§ Task to carry out
Reproduce exactly the lines below from the one containing "of the palm" through the one containing "the agave flower", including both, and nothing else.

Collection entries:
________

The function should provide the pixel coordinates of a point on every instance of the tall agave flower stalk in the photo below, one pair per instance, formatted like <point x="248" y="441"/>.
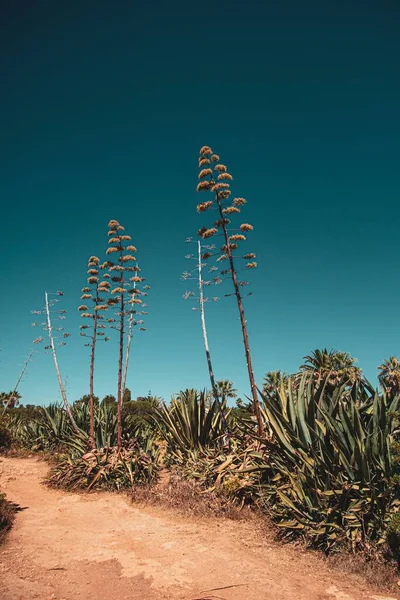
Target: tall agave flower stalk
<point x="92" y="294"/>
<point x="202" y="252"/>
<point x="134" y="321"/>
<point x="215" y="178"/>
<point x="120" y="269"/>
<point x="20" y="376"/>
<point x="52" y="314"/>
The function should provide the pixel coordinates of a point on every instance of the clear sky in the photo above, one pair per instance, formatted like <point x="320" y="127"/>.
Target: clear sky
<point x="103" y="108"/>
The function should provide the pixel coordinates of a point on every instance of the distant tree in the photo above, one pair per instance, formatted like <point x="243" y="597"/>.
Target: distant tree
<point x="10" y="399"/>
<point x="127" y="397"/>
<point x="273" y="380"/>
<point x="389" y="375"/>
<point x="109" y="399"/>
<point x="331" y="367"/>
<point x="226" y="390"/>
<point x="86" y="400"/>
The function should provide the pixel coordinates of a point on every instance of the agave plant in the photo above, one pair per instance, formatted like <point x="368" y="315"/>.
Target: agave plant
<point x="107" y="468"/>
<point x="192" y="421"/>
<point x="330" y="463"/>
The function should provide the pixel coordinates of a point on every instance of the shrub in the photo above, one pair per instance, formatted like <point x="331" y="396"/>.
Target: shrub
<point x="7" y="511"/>
<point x="5" y="435"/>
<point x="331" y="464"/>
<point x="107" y="468"/>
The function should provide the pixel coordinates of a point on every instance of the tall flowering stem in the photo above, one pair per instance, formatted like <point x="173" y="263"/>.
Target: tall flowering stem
<point x="91" y="294"/>
<point x="202" y="253"/>
<point x="134" y="321"/>
<point x="215" y="178"/>
<point x="20" y="376"/>
<point x="119" y="245"/>
<point x="52" y="347"/>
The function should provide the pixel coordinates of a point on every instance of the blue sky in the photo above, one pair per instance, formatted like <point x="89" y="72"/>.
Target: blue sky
<point x="103" y="110"/>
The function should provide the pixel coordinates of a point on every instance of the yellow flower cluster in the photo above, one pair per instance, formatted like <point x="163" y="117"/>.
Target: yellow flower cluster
<point x="230" y="209"/>
<point x="239" y="201"/>
<point x="205" y="173"/>
<point x="205" y="151"/>
<point x="209" y="232"/>
<point x="203" y="206"/>
<point x="237" y="237"/>
<point x="203" y="186"/>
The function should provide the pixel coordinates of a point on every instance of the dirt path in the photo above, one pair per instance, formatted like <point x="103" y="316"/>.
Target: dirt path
<point x="99" y="546"/>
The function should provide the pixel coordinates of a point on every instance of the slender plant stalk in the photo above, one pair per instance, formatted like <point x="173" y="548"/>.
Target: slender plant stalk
<point x="219" y="184"/>
<point x="117" y="299"/>
<point x="204" y="329"/>
<point x="91" y="382"/>
<point x="53" y="351"/>
<point x="128" y="348"/>
<point x="92" y="291"/>
<point x="205" y="338"/>
<point x="252" y="380"/>
<point x="120" y="361"/>
<point x="18" y="381"/>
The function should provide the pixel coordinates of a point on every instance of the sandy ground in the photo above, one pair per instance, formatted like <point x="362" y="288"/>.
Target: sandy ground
<point x="99" y="546"/>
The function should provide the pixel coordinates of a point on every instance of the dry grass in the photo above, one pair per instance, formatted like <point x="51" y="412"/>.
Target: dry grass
<point x="188" y="498"/>
<point x="375" y="570"/>
<point x="7" y="515"/>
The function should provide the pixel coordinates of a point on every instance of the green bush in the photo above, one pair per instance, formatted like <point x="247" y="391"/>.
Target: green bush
<point x="330" y="463"/>
<point x="7" y="513"/>
<point x="106" y="468"/>
<point x="393" y="535"/>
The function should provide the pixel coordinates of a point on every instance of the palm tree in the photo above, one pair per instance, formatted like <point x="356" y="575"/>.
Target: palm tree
<point x="332" y="367"/>
<point x="274" y="379"/>
<point x="226" y="390"/>
<point x="10" y="399"/>
<point x="389" y="375"/>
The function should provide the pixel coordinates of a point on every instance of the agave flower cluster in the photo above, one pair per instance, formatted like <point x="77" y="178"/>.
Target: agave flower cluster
<point x="125" y="297"/>
<point x="215" y="179"/>
<point x="54" y="324"/>
<point x="93" y="294"/>
<point x="124" y="273"/>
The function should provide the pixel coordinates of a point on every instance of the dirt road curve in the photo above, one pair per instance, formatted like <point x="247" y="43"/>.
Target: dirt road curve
<point x="100" y="547"/>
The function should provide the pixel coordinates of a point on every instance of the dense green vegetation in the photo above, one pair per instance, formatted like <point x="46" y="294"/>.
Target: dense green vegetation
<point x="318" y="450"/>
<point x="327" y="469"/>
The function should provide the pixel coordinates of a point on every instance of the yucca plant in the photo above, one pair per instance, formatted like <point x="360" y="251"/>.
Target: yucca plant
<point x="330" y="462"/>
<point x="214" y="178"/>
<point x="92" y="293"/>
<point x="107" y="468"/>
<point x="389" y="375"/>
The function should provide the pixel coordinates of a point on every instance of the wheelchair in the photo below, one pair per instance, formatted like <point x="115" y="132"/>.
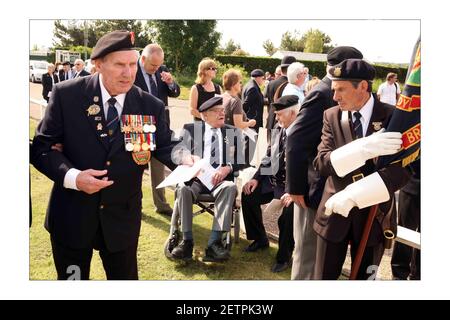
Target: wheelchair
<point x="205" y="202"/>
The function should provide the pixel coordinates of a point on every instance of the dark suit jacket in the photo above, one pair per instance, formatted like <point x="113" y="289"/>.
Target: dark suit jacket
<point x="193" y="142"/>
<point x="302" y="142"/>
<point x="270" y="165"/>
<point x="73" y="217"/>
<point x="253" y="102"/>
<point x="47" y="84"/>
<point x="335" y="227"/>
<point x="270" y="92"/>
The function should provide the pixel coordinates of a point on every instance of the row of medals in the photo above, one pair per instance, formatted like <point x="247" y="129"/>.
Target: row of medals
<point x="139" y="132"/>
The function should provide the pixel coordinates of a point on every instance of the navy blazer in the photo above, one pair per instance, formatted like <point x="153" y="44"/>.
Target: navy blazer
<point x="73" y="217"/>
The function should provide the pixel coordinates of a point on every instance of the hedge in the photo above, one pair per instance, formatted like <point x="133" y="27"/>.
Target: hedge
<point x="316" y="68"/>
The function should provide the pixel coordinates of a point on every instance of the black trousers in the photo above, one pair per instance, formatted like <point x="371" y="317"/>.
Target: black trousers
<point x="405" y="263"/>
<point x="330" y="258"/>
<point x="254" y="226"/>
<point x="74" y="264"/>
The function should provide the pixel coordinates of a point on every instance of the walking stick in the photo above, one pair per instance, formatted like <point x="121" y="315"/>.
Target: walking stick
<point x="363" y="242"/>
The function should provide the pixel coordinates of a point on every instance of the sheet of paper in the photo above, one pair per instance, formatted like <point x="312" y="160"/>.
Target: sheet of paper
<point x="182" y="173"/>
<point x="206" y="175"/>
<point x="275" y="206"/>
<point x="252" y="134"/>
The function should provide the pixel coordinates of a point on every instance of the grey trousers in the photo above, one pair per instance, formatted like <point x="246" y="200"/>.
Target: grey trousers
<point x="159" y="195"/>
<point x="224" y="195"/>
<point x="305" y="238"/>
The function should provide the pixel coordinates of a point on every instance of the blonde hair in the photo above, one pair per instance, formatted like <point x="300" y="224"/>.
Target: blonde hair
<point x="203" y="67"/>
<point x="230" y="78"/>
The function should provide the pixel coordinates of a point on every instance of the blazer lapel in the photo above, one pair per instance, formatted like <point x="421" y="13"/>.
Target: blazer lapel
<point x="92" y="106"/>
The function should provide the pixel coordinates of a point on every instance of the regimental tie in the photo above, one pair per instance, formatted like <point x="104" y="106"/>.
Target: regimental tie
<point x="112" y="119"/>
<point x="215" y="161"/>
<point x="153" y="87"/>
<point x="357" y="126"/>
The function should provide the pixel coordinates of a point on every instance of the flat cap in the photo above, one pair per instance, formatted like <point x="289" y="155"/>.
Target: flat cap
<point x="352" y="69"/>
<point x="257" y="73"/>
<point x="208" y="104"/>
<point x="114" y="41"/>
<point x="285" y="102"/>
<point x="287" y="60"/>
<point x="339" y="54"/>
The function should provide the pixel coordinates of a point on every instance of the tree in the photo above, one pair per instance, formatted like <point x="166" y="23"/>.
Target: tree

________

§ The answer
The function should provide the pixel coordinates of a point on every instance of the palm tree in the photo above, one pair per instance, formatted like <point x="356" y="575"/>.
Target: palm tree
<point x="332" y="367"/>
<point x="274" y="379"/>
<point x="226" y="390"/>
<point x="10" y="399"/>
<point x="389" y="375"/>
The function should provide the pixel coordinates of a point on every instance of the agave flower cluster in the photo above, one pair per instance, formatted like <point x="77" y="178"/>.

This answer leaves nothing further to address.